What needs to be done:
Return each row below that contains the string "panel". Letter case must match.
* start Dataset *
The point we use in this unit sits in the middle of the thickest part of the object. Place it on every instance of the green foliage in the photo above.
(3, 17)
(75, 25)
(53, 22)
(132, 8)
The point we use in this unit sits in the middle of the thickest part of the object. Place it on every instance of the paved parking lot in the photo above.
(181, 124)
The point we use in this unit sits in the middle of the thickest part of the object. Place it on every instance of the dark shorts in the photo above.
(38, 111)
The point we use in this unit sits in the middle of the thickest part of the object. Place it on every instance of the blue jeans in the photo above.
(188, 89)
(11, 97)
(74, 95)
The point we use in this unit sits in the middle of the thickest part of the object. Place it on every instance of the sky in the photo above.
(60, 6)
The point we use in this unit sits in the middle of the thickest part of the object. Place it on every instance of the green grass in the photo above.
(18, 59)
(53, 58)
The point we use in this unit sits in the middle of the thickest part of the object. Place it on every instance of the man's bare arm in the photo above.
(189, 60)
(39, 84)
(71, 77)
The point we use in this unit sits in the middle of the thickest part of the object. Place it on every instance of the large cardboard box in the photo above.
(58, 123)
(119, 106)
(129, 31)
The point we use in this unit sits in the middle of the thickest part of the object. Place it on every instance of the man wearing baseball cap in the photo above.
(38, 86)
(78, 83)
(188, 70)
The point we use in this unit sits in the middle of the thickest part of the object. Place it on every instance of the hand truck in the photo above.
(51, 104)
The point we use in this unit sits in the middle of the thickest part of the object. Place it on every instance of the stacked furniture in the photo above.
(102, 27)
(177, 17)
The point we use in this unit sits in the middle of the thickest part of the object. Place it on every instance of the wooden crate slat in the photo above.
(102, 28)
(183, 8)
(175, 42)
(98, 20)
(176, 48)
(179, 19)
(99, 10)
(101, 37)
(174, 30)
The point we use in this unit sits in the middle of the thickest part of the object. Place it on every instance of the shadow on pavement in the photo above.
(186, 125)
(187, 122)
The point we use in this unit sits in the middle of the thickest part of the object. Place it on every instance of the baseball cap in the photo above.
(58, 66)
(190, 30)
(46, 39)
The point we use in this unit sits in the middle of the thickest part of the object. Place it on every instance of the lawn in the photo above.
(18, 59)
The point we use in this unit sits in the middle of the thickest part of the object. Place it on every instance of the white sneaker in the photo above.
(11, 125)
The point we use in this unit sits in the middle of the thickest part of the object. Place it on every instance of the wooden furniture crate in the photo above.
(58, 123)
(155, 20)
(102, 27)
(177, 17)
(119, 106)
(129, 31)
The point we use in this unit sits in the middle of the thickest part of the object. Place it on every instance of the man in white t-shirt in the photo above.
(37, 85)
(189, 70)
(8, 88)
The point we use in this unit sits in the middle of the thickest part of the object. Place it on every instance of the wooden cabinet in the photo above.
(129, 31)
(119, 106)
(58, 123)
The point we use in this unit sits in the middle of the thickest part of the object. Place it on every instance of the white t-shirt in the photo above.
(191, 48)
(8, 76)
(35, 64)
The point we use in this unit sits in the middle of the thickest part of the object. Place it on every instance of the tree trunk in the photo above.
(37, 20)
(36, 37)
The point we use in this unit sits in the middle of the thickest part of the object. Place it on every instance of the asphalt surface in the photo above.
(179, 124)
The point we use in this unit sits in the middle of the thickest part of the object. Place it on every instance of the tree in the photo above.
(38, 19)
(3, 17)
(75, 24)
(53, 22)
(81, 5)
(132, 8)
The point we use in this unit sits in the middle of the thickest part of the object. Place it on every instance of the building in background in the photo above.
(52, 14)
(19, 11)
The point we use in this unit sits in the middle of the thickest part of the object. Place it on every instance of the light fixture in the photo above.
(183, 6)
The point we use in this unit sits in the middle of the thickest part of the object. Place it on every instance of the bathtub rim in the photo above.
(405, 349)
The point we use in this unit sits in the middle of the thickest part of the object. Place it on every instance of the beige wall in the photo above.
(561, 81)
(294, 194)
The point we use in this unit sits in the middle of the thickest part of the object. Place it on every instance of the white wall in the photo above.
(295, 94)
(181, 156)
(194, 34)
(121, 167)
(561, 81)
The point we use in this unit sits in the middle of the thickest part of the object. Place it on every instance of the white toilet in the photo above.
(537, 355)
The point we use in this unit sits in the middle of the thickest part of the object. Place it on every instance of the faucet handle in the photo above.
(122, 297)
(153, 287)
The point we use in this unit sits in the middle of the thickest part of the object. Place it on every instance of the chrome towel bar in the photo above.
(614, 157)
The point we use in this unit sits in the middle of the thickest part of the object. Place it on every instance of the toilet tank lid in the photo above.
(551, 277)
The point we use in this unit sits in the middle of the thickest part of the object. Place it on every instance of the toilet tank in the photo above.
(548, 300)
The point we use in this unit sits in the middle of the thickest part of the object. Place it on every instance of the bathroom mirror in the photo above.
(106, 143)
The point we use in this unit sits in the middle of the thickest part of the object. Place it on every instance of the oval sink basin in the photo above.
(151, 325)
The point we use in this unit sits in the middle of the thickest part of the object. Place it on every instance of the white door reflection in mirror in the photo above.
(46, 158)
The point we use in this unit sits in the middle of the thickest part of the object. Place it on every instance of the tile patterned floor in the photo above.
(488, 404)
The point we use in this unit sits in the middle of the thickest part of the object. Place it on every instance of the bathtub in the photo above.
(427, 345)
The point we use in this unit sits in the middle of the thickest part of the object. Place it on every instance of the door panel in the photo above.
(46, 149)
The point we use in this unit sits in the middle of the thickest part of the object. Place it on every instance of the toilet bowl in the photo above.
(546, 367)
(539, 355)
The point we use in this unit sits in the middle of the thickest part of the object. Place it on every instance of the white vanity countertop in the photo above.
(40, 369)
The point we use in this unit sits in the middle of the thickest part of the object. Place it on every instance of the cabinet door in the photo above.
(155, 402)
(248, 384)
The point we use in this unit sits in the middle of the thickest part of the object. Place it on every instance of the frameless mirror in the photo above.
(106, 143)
* end Dataset *
* start Dataset *
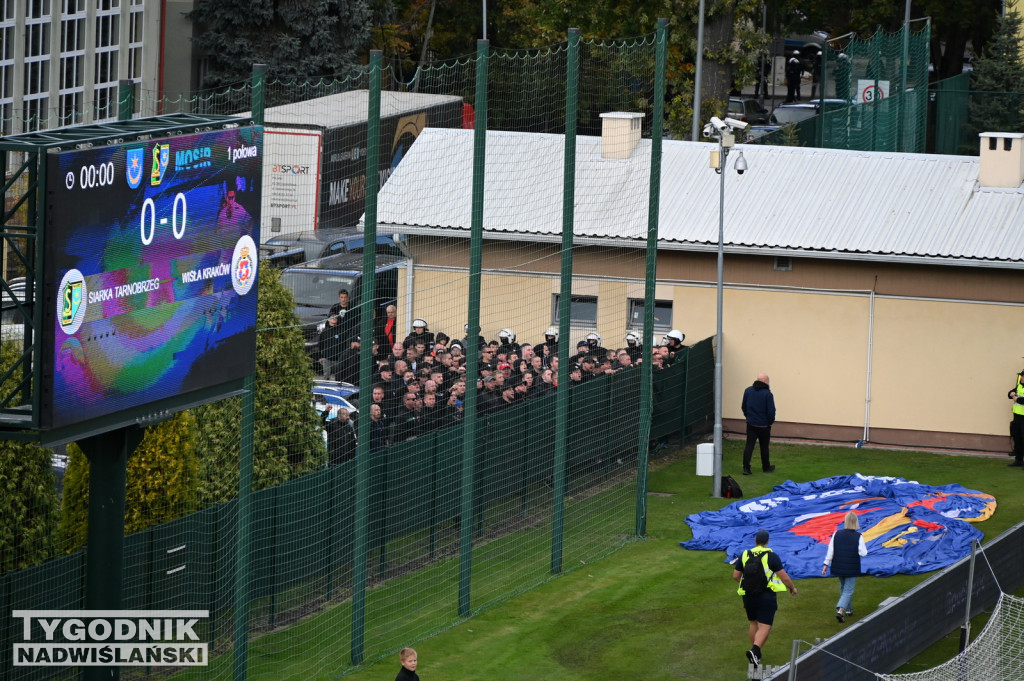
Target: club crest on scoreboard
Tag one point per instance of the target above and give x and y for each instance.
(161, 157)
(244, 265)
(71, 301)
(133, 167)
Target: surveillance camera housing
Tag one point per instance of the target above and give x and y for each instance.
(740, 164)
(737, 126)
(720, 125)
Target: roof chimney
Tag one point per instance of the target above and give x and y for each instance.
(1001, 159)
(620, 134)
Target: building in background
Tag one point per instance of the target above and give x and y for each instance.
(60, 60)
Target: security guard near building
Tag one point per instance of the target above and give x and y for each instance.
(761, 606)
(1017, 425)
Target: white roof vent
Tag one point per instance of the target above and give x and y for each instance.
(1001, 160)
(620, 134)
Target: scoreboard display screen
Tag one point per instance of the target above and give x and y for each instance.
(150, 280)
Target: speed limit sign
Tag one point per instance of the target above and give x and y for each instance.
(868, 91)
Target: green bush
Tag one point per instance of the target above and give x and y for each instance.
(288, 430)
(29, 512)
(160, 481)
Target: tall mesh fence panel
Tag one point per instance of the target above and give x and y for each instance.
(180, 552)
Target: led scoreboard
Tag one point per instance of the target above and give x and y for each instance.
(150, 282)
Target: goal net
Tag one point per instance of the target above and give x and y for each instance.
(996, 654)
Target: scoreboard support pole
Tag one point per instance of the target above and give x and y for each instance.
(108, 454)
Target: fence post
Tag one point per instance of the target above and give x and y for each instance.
* end Dataset *
* start Dataset *
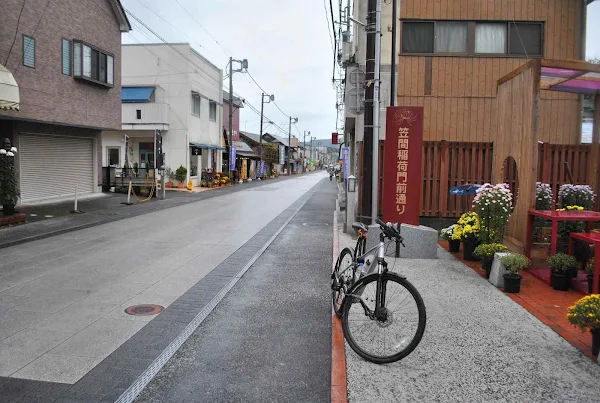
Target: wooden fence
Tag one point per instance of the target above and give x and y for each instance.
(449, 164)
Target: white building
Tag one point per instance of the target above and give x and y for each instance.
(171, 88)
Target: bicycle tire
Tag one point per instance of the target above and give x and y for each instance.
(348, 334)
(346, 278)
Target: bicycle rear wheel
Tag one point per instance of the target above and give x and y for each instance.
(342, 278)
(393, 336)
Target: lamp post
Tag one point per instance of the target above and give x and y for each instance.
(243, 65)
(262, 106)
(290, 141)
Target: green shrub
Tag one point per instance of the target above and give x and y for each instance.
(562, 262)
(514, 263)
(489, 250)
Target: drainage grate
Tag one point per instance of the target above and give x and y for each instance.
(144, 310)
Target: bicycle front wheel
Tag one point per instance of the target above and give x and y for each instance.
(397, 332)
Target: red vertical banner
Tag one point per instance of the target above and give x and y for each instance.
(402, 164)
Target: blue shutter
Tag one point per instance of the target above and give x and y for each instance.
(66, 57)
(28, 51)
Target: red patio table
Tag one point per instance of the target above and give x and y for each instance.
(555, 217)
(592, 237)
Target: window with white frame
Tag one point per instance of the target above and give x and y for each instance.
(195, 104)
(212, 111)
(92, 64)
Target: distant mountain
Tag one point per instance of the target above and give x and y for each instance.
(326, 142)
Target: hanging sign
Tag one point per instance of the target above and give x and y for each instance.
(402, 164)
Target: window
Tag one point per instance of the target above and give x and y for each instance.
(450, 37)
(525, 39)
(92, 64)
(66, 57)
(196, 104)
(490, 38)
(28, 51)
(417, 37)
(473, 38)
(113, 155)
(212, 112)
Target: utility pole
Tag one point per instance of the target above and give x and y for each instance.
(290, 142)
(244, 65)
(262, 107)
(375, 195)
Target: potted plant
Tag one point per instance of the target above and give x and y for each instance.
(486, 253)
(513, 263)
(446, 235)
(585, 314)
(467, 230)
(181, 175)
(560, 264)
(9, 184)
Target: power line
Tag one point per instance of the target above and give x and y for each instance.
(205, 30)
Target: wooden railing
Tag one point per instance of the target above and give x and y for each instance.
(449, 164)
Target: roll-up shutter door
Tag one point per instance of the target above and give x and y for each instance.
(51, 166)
* end Dataset *
Task answer:
The point we use in this unit sits in the middle of the thickest part of the object. Place it on every instance of the door panel in the photo above.
Target: tall mesh fence panel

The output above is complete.